:: Data entries ::
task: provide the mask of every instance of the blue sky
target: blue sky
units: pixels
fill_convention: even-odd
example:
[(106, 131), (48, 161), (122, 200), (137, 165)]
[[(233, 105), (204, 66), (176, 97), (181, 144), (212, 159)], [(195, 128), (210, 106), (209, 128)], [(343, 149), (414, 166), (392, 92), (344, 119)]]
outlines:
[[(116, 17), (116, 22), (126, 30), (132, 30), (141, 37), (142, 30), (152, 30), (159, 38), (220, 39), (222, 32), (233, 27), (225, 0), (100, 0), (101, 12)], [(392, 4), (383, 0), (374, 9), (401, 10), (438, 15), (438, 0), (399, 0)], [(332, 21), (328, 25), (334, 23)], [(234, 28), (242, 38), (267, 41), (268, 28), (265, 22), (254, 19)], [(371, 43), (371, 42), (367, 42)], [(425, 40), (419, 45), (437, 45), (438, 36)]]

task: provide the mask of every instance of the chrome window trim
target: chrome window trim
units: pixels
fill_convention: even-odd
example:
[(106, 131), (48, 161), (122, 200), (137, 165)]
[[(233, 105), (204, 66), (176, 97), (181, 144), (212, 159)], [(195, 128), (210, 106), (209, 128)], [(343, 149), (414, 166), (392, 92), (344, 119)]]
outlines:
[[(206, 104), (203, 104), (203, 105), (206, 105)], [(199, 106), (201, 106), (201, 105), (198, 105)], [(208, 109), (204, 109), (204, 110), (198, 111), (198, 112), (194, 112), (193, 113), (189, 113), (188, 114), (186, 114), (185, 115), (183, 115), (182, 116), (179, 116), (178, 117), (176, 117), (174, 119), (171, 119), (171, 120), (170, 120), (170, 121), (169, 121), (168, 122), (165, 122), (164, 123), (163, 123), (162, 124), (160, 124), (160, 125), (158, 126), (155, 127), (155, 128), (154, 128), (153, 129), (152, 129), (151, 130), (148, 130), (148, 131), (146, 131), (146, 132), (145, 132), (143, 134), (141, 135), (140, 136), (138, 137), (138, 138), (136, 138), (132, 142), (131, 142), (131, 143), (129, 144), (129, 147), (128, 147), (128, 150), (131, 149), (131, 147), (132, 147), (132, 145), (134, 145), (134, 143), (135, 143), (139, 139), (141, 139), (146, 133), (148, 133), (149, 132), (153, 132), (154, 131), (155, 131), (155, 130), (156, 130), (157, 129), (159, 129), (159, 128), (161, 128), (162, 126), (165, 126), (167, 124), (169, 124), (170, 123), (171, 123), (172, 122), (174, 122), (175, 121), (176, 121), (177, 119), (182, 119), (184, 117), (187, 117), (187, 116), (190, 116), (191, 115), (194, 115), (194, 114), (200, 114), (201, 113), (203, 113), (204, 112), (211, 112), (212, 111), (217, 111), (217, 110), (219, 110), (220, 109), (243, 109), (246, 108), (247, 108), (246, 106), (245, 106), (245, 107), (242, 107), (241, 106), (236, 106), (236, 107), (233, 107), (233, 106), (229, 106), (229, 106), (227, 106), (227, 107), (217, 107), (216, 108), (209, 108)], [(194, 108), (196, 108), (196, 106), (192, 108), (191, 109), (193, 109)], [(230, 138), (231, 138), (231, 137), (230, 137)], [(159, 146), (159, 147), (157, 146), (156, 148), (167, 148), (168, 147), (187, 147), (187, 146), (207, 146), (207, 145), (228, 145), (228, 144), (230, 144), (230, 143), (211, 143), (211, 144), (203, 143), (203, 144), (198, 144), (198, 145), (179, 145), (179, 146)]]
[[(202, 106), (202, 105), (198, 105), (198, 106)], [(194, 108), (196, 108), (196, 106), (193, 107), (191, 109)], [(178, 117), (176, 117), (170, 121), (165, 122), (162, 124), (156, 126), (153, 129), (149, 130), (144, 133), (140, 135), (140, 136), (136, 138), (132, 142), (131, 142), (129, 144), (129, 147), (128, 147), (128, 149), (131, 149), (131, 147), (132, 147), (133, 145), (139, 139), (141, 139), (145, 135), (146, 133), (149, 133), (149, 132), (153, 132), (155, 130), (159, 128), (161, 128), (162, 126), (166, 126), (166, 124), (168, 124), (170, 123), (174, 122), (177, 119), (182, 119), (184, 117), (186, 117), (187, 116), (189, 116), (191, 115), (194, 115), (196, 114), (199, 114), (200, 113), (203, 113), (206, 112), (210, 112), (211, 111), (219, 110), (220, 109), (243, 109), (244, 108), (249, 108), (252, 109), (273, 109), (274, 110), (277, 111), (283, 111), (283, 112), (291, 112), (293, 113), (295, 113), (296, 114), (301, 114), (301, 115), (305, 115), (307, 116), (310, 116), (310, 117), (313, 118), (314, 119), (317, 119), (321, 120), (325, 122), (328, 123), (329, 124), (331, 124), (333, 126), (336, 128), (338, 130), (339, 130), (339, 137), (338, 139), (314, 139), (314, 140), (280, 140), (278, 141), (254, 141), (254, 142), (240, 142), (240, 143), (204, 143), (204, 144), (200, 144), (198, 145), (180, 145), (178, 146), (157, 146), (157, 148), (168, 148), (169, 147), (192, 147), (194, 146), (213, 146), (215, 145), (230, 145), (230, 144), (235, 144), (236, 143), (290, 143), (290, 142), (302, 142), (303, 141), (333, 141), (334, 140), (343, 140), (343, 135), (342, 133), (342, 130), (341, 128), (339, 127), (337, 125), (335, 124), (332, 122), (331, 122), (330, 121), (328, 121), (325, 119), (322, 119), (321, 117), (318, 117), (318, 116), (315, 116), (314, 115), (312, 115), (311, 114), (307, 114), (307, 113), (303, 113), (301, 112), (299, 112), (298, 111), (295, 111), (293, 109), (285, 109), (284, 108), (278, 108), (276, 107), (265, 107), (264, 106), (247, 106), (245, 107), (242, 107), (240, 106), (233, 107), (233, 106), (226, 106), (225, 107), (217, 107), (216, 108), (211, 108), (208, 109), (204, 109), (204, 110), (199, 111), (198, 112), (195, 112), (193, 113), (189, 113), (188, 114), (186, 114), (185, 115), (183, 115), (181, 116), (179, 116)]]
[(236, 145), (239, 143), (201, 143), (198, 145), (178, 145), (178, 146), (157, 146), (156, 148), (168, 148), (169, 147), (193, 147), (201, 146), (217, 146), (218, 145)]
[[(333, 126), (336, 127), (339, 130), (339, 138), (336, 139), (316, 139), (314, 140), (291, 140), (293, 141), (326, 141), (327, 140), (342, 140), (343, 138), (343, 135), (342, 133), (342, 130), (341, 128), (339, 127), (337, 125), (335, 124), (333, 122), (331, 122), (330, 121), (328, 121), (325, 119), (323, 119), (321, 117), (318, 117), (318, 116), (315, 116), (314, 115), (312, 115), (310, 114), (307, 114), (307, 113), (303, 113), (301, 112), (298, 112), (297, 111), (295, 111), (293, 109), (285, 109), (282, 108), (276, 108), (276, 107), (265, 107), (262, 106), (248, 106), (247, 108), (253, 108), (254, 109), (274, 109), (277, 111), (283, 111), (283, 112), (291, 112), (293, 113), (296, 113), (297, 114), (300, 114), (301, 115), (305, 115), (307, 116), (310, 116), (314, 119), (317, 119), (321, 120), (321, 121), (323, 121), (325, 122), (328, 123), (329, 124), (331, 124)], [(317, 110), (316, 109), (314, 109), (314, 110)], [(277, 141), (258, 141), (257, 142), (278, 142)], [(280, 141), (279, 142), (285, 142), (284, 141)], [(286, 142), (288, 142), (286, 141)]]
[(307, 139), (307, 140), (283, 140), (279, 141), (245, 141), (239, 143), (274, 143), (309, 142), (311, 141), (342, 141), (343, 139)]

:: Given instruction ::
Each entry must be reproduced verbatim.

:: Full solution ::
task: provide the mask of every instance of the blue sky
target: blue sky
units: pixels
fill_convention: even-odd
example:
[(106, 131), (48, 161), (122, 200), (137, 165)]
[[(233, 105), (204, 66), (176, 97), (181, 144), (212, 159)], [(195, 128), (210, 106), (209, 128)], [(343, 149), (414, 166), (392, 92), (344, 119)]]
outlines:
[[(116, 17), (116, 22), (126, 30), (132, 30), (141, 37), (142, 30), (152, 30), (159, 38), (220, 39), (222, 32), (233, 27), (225, 0), (100, 0), (101, 12)], [(392, 4), (383, 0), (374, 9), (401, 10), (438, 15), (438, 0), (399, 0)], [(332, 21), (328, 25), (334, 23)], [(234, 28), (242, 38), (267, 41), (268, 28), (265, 22), (254, 19)], [(371, 43), (371, 42), (367, 42)], [(425, 40), (419, 45), (437, 45), (438, 36)]]

task: provide the mask of every instance of the chrome window trim
target: chrome window trim
units: pixels
fill_convention: even-odd
example:
[(106, 131), (48, 161), (122, 200), (137, 165)]
[[(233, 105), (204, 66), (176, 97), (181, 144), (212, 159)], [(195, 128), (210, 106), (209, 128)], [(343, 149), (414, 166), (392, 92), (344, 119)]]
outlines:
[[(206, 104), (203, 104), (203, 105), (206, 105)], [(199, 106), (201, 106), (201, 105), (198, 105)], [(208, 109), (204, 109), (204, 110), (198, 111), (198, 112), (194, 112), (193, 113), (189, 113), (188, 114), (186, 114), (185, 115), (183, 115), (182, 116), (179, 116), (178, 117), (176, 117), (174, 119), (171, 119), (171, 120), (170, 120), (170, 121), (169, 121), (168, 122), (165, 122), (164, 123), (163, 123), (162, 124), (160, 124), (160, 125), (158, 126), (155, 127), (155, 128), (154, 128), (153, 129), (152, 129), (151, 130), (148, 130), (148, 131), (146, 131), (146, 132), (145, 132), (143, 134), (141, 135), (140, 136), (138, 137), (138, 138), (136, 138), (132, 142), (131, 142), (131, 143), (129, 144), (129, 147), (128, 147), (128, 150), (131, 149), (131, 147), (132, 147), (132, 145), (134, 145), (134, 143), (135, 143), (139, 139), (141, 139), (146, 133), (148, 133), (149, 132), (153, 132), (154, 131), (155, 131), (155, 130), (156, 130), (157, 129), (159, 129), (159, 128), (161, 128), (162, 126), (165, 126), (167, 124), (169, 124), (170, 123), (171, 123), (172, 122), (174, 122), (175, 121), (176, 121), (177, 119), (182, 119), (184, 117), (187, 117), (187, 116), (190, 116), (191, 115), (194, 115), (194, 114), (200, 114), (201, 113), (203, 113), (204, 112), (211, 112), (212, 111), (217, 111), (217, 110), (219, 110), (220, 109), (243, 109), (246, 108), (247, 108), (246, 106), (245, 106), (245, 107), (242, 107), (241, 106), (236, 106), (236, 107), (233, 107), (233, 106), (229, 106), (229, 106), (227, 106), (227, 107), (217, 107), (216, 108), (209, 108)], [(194, 108), (196, 108), (196, 106), (192, 108), (191, 109), (193, 109)], [(230, 138), (231, 138), (231, 137), (230, 137)], [(159, 146), (159, 147), (157, 146), (156, 148), (167, 148), (168, 147), (187, 147), (187, 146), (207, 146), (207, 145), (228, 145), (228, 144), (230, 144), (230, 143), (211, 143), (211, 144), (203, 143), (203, 144), (198, 144), (198, 145), (179, 145), (179, 146)]]
[[(202, 106), (202, 105), (198, 105), (198, 106)], [(194, 108), (196, 108), (196, 106), (193, 107), (191, 109)], [(178, 117), (176, 117), (170, 121), (165, 122), (162, 124), (156, 126), (153, 129), (149, 130), (144, 133), (140, 135), (140, 136), (136, 138), (132, 142), (131, 142), (129, 144), (129, 147), (128, 147), (128, 149), (131, 149), (131, 147), (132, 147), (133, 145), (139, 139), (141, 139), (145, 135), (146, 133), (149, 133), (149, 132), (153, 132), (155, 130), (159, 128), (161, 128), (162, 126), (166, 126), (166, 124), (168, 124), (170, 123), (174, 122), (177, 119), (182, 119), (184, 117), (186, 117), (187, 116), (189, 116), (191, 115), (194, 115), (196, 114), (199, 114), (200, 113), (203, 113), (206, 112), (210, 112), (211, 111), (219, 110), (220, 109), (243, 109), (244, 108), (249, 108), (252, 109), (273, 109), (274, 110), (277, 111), (283, 111), (283, 112), (291, 112), (293, 113), (295, 113), (296, 114), (301, 114), (301, 115), (305, 115), (307, 116), (310, 116), (310, 117), (313, 118), (314, 119), (317, 119), (321, 120), (325, 122), (328, 123), (329, 124), (331, 124), (333, 126), (336, 128), (338, 130), (339, 130), (339, 137), (338, 139), (314, 139), (314, 140), (280, 140), (278, 141), (254, 141), (254, 142), (240, 142), (240, 143), (204, 143), (204, 144), (200, 144), (198, 145), (180, 145), (178, 146), (157, 146), (157, 148), (168, 148), (169, 147), (192, 147), (194, 146), (213, 146), (215, 145), (230, 145), (230, 144), (235, 144), (236, 143), (290, 143), (290, 142), (302, 142), (303, 141), (333, 141), (334, 140), (343, 140), (343, 135), (342, 133), (342, 130), (341, 128), (339, 127), (337, 125), (335, 124), (332, 122), (331, 122), (330, 121), (328, 121), (325, 119), (322, 119), (321, 117), (318, 117), (318, 116), (315, 116), (314, 115), (312, 115), (311, 114), (307, 114), (307, 113), (303, 113), (301, 112), (299, 112), (298, 111), (295, 111), (293, 109), (285, 109), (284, 108), (278, 108), (276, 107), (265, 107), (264, 106), (247, 106), (245, 107), (242, 107), (240, 106), (233, 107), (233, 106), (226, 106), (225, 107), (217, 107), (216, 108), (211, 108), (208, 109), (204, 109), (204, 110), (199, 111), (198, 112), (195, 112), (193, 113), (189, 113), (188, 114), (186, 114), (185, 115), (183, 115), (181, 116), (179, 116)]]
[(236, 145), (239, 143), (201, 143), (198, 145), (178, 145), (178, 146), (157, 146), (156, 148), (168, 148), (169, 147), (193, 147), (201, 146), (217, 146), (218, 145)]
[[(333, 126), (336, 127), (339, 130), (339, 138), (336, 139), (316, 139), (314, 140), (291, 140), (293, 141), (326, 141), (327, 140), (342, 140), (343, 138), (343, 135), (342, 133), (342, 130), (341, 128), (339, 127), (337, 125), (335, 124), (333, 122), (331, 122), (330, 121), (328, 121), (325, 119), (323, 119), (321, 117), (318, 117), (318, 116), (315, 116), (314, 115), (312, 115), (310, 114), (307, 114), (307, 113), (303, 113), (301, 112), (298, 112), (297, 111), (295, 111), (293, 109), (285, 109), (282, 108), (276, 108), (276, 107), (265, 107), (262, 106), (248, 106), (247, 108), (253, 108), (254, 109), (274, 109), (277, 111), (283, 111), (283, 112), (291, 112), (293, 113), (296, 113), (297, 114), (300, 114), (301, 115), (305, 115), (307, 116), (310, 116), (314, 119), (317, 119), (321, 120), (321, 121), (323, 121), (325, 122), (328, 123), (329, 124), (331, 124)], [(317, 110), (316, 109), (314, 109), (314, 110)], [(277, 141), (258, 141), (257, 142), (278, 142)], [(280, 141), (279, 142), (285, 142), (284, 141)], [(286, 142), (288, 142), (286, 141)]]
[(307, 139), (307, 140), (283, 140), (279, 141), (245, 141), (239, 143), (274, 143), (309, 142), (311, 141), (342, 141), (343, 139)]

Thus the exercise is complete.